Yapacağınız iş:
Lütfen aşağıdaki kaynak metne bakarak şu soruları kısaca yanıtlayın:
(a) "Psikologlar sadece" ile başlayan soruda psikologların hangi döneme inip inmediği soruluyor?
(b) "Psikolojik bozukluklara" ile başlayan soruda bozukluklara neyin sebep olup olmadığı soruluyor?
(c) Son soruda hangi problemlerin kaynağı soruluyor?

· Psikologlar sadece çocukluğumuza mı iner ?
· Neden çocukluğa inerler, günümüzle ne ilgisi olabilir ?
· Yetişkinlikte ki sorunların çocukluk dönemiyle ne ilgisi var ?
· Psikolojik bozukluklara çocukluk çağı travmaları mı sebep olur, çocukluk dönemini sağlıklı geçiren bireylerin mutluluk düzeyi daha mı fazladır ?
· Psikolojik bozukluk içermeyen problemlerin kaynağı nedir ?

Kayıtlı veri girdileri:
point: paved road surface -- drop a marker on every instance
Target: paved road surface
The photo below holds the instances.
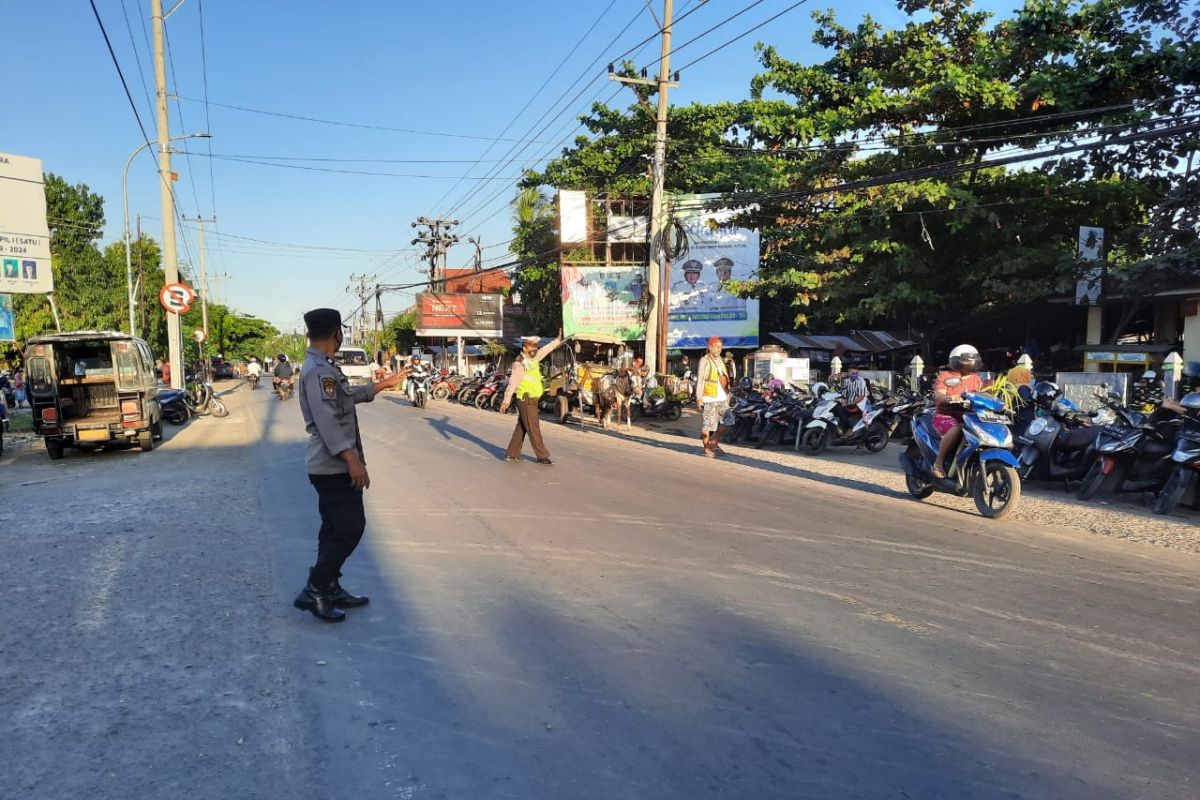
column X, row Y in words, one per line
column 630, row 623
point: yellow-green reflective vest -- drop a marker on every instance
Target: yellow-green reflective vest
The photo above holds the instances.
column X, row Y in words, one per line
column 531, row 385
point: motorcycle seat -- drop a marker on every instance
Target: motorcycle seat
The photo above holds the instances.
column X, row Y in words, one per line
column 1080, row 438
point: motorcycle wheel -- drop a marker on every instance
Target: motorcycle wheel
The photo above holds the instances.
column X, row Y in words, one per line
column 814, row 441
column 917, row 487
column 1092, row 481
column 876, row 440
column 1173, row 492
column 997, row 489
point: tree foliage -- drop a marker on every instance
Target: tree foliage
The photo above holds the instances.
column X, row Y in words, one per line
column 814, row 148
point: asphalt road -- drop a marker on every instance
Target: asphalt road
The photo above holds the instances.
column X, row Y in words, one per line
column 634, row 621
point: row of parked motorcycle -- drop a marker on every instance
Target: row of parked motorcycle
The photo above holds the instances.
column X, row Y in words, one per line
column 1048, row 438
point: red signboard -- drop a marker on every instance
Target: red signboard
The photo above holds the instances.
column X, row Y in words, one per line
column 472, row 316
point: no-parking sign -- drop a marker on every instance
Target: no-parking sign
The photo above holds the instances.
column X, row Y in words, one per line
column 177, row 298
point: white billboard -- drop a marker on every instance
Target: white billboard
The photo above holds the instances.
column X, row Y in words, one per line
column 24, row 235
column 718, row 252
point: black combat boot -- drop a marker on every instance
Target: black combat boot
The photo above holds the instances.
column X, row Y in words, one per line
column 319, row 601
column 342, row 599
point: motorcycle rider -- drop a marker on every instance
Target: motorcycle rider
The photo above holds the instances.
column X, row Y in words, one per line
column 253, row 370
column 282, row 371
column 961, row 376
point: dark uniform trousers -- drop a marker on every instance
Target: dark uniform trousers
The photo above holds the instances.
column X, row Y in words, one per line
column 342, row 522
column 528, row 423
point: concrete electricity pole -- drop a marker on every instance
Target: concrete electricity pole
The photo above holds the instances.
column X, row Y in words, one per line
column 169, row 258
column 438, row 240
column 657, row 282
column 364, row 290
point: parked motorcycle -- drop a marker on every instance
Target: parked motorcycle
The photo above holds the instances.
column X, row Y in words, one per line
column 827, row 428
column 1139, row 461
column 664, row 405
column 1059, row 444
column 173, row 405
column 1186, row 458
column 983, row 468
column 417, row 386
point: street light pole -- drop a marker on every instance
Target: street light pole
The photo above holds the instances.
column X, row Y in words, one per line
column 125, row 197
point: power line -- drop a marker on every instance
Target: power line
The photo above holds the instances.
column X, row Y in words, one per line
column 119, row 73
column 340, row 122
column 550, row 77
column 743, row 35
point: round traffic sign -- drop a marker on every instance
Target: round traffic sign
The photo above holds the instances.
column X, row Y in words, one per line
column 177, row 298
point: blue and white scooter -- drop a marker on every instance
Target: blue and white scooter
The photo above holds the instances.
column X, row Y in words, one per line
column 984, row 465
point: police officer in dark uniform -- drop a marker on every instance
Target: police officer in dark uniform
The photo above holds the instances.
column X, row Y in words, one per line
column 335, row 463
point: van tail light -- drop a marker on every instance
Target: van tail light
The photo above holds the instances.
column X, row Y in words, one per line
column 131, row 414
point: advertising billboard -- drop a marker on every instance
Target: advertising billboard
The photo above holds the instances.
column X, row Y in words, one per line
column 472, row 316
column 24, row 235
column 718, row 252
column 605, row 300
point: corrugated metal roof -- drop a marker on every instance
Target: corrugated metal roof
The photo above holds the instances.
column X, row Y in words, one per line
column 853, row 342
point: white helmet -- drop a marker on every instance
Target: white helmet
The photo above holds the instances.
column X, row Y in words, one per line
column 964, row 355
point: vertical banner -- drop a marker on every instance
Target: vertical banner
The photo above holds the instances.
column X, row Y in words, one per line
column 573, row 217
column 24, row 235
column 718, row 252
column 1091, row 248
column 606, row 300
column 7, row 325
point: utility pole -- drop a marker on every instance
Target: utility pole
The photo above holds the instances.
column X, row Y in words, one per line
column 438, row 240
column 220, row 295
column 364, row 292
column 169, row 258
column 657, row 282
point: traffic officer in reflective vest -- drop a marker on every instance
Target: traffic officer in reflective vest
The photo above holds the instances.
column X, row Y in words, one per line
column 525, row 384
column 335, row 463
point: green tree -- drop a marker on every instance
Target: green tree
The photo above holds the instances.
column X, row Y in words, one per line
column 401, row 331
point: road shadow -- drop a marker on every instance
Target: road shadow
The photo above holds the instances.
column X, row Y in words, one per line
column 491, row 684
column 449, row 431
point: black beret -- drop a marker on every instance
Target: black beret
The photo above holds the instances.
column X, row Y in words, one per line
column 323, row 322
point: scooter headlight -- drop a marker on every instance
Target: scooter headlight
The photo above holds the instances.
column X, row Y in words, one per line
column 1182, row 456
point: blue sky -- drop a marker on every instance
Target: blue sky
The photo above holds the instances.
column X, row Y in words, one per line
column 463, row 68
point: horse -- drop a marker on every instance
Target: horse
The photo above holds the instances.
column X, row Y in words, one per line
column 625, row 401
column 604, row 396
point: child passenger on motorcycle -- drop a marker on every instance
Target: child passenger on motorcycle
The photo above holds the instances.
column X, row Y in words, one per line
column 961, row 376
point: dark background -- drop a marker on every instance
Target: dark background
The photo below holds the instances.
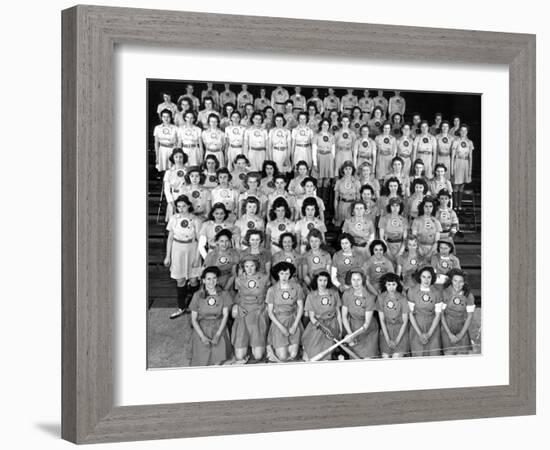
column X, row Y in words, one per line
column 466, row 106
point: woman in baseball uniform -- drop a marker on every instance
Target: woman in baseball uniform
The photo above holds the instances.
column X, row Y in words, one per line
column 217, row 221
column 190, row 140
column 426, row 227
column 196, row 192
column 255, row 142
column 386, row 149
column 405, row 148
column 345, row 260
column 302, row 138
column 425, row 314
column 279, row 145
column 182, row 256
column 285, row 306
column 458, row 313
column 234, row 138
column 425, row 148
column 358, row 306
column 361, row 227
column 225, row 258
column 209, row 313
column 377, row 265
column 310, row 220
column 364, row 150
column 393, row 228
column 393, row 312
column 174, row 180
column 250, row 311
column 165, row 140
column 346, row 191
column 344, row 140
column 323, row 309
column 409, row 262
column 315, row 259
column 250, row 220
column 461, row 163
column 278, row 224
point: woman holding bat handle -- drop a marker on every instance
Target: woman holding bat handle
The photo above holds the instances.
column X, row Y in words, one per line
column 323, row 308
column 393, row 311
column 358, row 306
column 285, row 306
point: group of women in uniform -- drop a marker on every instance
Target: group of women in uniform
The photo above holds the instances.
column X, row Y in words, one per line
column 249, row 193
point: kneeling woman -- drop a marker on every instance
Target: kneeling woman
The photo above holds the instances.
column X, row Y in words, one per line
column 458, row 312
column 393, row 312
column 285, row 306
column 249, row 311
column 425, row 306
column 209, row 313
column 323, row 308
column 358, row 307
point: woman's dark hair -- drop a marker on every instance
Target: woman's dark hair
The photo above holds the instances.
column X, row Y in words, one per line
column 427, row 199
column 175, row 152
column 292, row 236
column 386, row 188
column 314, row 284
column 310, row 201
column 225, row 232
column 282, row 266
column 430, row 269
column 457, row 272
column 418, row 181
column 215, row 206
column 375, row 243
column 253, row 200
column 347, row 236
column 278, row 203
column 210, row 269
column 392, row 278
column 281, row 116
column 273, row 164
column 183, row 198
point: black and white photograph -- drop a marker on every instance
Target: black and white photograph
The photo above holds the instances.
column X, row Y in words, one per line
column 311, row 223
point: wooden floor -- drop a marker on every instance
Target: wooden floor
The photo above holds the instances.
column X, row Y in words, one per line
column 168, row 340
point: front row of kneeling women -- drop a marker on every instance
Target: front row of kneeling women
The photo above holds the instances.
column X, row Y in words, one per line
column 263, row 321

Alıştırma cevabı:
(a) Çocukluğa.
(b) Çocukluk çağı travmalarının.
(c) Psikolojik bozukluk içermeyen problemlerin.